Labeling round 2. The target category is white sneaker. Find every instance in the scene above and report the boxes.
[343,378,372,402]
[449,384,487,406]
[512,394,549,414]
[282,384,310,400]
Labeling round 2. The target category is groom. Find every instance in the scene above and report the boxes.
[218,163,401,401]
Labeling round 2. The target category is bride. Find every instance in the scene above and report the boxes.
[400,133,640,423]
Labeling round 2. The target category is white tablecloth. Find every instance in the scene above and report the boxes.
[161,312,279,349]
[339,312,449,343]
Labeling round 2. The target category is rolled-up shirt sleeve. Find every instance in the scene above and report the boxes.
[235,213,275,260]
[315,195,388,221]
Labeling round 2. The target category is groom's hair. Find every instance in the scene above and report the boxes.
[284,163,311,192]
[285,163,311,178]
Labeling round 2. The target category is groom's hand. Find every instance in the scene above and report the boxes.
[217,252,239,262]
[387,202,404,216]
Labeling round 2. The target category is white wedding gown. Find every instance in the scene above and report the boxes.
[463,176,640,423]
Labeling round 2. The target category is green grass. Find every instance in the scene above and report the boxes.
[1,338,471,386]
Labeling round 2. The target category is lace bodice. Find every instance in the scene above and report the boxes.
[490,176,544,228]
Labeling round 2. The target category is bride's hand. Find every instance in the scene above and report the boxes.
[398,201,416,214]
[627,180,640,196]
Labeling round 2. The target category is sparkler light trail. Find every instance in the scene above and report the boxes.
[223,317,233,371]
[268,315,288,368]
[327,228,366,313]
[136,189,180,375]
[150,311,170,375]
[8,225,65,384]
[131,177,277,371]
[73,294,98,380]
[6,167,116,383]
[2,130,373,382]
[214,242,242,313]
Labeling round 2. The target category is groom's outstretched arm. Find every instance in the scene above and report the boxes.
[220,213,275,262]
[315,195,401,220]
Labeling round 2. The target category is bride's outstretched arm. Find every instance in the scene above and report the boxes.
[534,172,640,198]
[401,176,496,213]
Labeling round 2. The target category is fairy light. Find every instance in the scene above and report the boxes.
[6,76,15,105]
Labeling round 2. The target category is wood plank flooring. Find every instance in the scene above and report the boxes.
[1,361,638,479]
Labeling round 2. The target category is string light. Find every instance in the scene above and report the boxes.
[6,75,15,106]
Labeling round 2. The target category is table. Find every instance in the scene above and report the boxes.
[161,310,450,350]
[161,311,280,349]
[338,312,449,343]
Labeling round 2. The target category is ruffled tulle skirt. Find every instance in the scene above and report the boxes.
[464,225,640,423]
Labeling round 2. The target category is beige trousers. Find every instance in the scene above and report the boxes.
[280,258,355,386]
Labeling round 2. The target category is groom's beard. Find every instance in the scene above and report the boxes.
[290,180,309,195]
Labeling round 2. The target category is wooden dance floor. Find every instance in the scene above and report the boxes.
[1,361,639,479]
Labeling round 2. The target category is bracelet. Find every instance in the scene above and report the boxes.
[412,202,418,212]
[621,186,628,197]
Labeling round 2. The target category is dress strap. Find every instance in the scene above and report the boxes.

EXERCISE REQUIREMENTS
Lines from the one containing "Labeling round 2. The target category is wooden" through the final line of the material should be set down exactly, and no other lines.

WRITTEN RESPONSE
Labeling round 2. The target category is wooden dance floor. Find every instance in the scene above and report the boxes.
[1,361,639,479]
Labeling round 2. The target category is bracelet. Find every instance in the scene above and report the boxes.
[412,202,418,212]
[621,186,628,197]
Labeling round 2. The target category is dress strap. Find every instance in the scene above and report the boxes.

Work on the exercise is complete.